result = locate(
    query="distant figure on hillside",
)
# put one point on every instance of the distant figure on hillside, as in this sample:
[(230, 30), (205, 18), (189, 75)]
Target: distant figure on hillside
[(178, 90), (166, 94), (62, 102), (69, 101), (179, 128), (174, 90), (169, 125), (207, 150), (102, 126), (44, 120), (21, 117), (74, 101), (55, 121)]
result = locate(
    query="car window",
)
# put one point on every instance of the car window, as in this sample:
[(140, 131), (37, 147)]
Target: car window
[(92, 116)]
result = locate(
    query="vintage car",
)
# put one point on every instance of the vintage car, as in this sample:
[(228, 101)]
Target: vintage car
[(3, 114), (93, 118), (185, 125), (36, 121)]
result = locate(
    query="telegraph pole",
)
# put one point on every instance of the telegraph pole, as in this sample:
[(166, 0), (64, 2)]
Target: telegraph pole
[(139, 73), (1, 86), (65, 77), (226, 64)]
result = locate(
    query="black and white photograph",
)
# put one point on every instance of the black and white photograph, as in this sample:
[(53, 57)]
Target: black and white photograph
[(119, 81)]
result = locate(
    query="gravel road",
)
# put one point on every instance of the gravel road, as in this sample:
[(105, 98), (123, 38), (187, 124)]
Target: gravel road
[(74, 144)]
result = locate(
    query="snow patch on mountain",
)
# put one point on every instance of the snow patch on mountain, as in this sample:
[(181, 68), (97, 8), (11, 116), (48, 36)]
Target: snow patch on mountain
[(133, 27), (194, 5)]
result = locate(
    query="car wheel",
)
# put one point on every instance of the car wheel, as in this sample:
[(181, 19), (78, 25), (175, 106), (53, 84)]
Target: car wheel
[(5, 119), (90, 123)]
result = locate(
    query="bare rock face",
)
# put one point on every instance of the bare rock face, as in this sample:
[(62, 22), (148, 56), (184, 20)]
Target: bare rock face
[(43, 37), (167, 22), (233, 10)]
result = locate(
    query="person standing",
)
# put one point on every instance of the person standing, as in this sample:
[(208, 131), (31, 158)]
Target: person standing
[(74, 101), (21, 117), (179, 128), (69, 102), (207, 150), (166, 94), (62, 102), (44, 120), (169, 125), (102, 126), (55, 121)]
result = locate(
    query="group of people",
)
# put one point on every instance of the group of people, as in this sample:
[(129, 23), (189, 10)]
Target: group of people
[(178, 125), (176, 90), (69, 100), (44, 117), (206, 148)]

───

**Aim**
Copy out everything from the first line of the listing above down to the line containing "[(3, 114), (93, 118), (185, 125), (36, 121)]", with both ends included and nothing changed.

**Result**
result = locate(
    query="distant figure on hillside",
)
# put one point on every instance of the distant figure on hillside, as in this sample:
[(230, 30), (205, 18), (189, 75)]
Target: distant figure on hillside
[(178, 90), (166, 94), (62, 102), (69, 101), (179, 128), (174, 90), (169, 125), (207, 150), (102, 126), (44, 120), (21, 117), (74, 101), (55, 121)]
result = locate(
    query="car window",
)
# put one point on every instance of the car window, as in this sample:
[(140, 131), (37, 147)]
Target: car window
[(92, 116)]
result = locate(
    query="vintage car",
)
# put one point on every instance of the vintage car, as in this sample:
[(228, 101)]
Target: vintage car
[(3, 114), (93, 118), (185, 125), (36, 121)]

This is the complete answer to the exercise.